------ Material provided ------

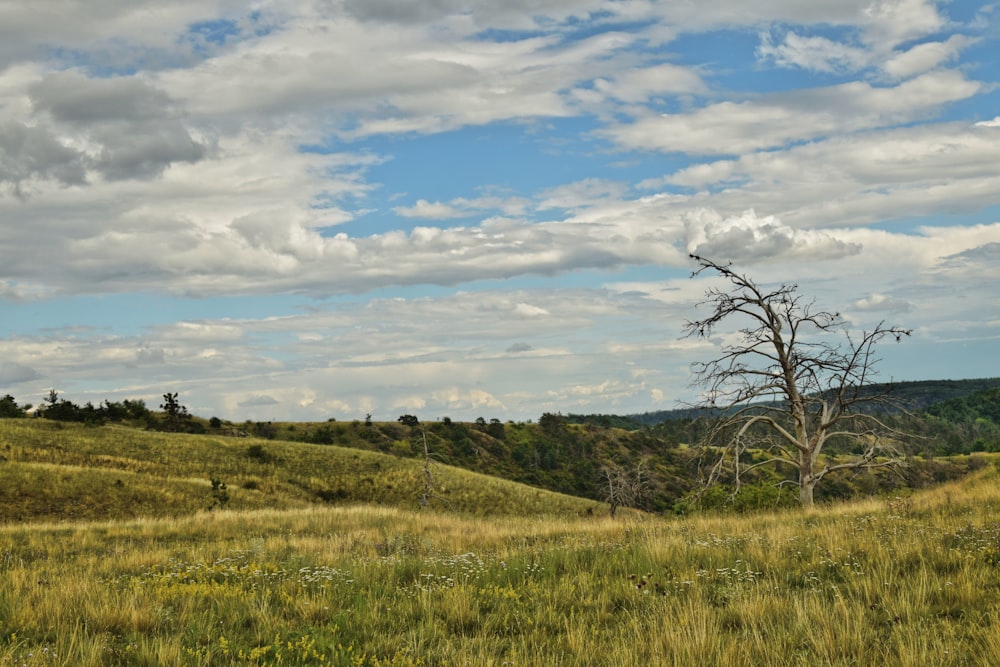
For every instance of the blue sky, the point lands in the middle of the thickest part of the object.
(466, 208)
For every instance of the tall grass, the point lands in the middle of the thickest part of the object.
(911, 582)
(55, 471)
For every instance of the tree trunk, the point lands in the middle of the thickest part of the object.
(807, 481)
(805, 493)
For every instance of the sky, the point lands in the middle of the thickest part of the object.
(315, 209)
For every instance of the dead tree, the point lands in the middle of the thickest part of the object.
(785, 391)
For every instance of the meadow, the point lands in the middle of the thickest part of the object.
(910, 581)
(120, 546)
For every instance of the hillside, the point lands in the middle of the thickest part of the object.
(984, 404)
(82, 469)
(868, 583)
(54, 471)
(913, 396)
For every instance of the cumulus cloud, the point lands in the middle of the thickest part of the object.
(783, 118)
(749, 238)
(878, 302)
(12, 373)
(813, 53)
(925, 56)
(258, 400)
(429, 210)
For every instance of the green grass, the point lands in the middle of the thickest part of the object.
(911, 582)
(55, 471)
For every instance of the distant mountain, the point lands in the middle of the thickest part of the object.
(984, 404)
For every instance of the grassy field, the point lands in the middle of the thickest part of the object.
(306, 564)
(55, 471)
(908, 582)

------

Task brief - Copy each entry above exactly; drop the pictures.

Written solution -
For every instance of the blue sky, the point lands in the middle of the thickest part of the object.
(466, 208)
For every instance of the tall grass, the point lands in the middle of the thickest part of the object.
(911, 582)
(55, 471)
For every instance of the tree trunk, the point lands in the middle of the thickest part of the object.
(807, 481)
(805, 493)
For every instance of the sky, the point lands in the middle of the thickest part of the object.
(315, 209)
For every instance of the dead tree, the point lands in the middle of the thickest part of the object.
(785, 391)
For every instance of the meadow, the point lands in the middle of the thickest part of the object.
(910, 581)
(120, 546)
For every instance of the hillside, the point lands in the middle of the thickest part of the object.
(984, 404)
(82, 469)
(868, 583)
(54, 471)
(913, 396)
For every instance of the cumulus cloud, the point lands in the middle of the thickest part of the object.
(783, 118)
(749, 238)
(878, 302)
(12, 373)
(813, 53)
(925, 56)
(258, 400)
(429, 210)
For every instance of the green grass, the point lands in the middle of the thickest part of the object.
(911, 582)
(55, 471)
For every instance of the distant mountain, the point lands in the middle of the thickest part of the object.
(984, 404)
For every instance of the grassy field, the point lands in the middle of the thickest part of the object.
(306, 564)
(55, 471)
(908, 582)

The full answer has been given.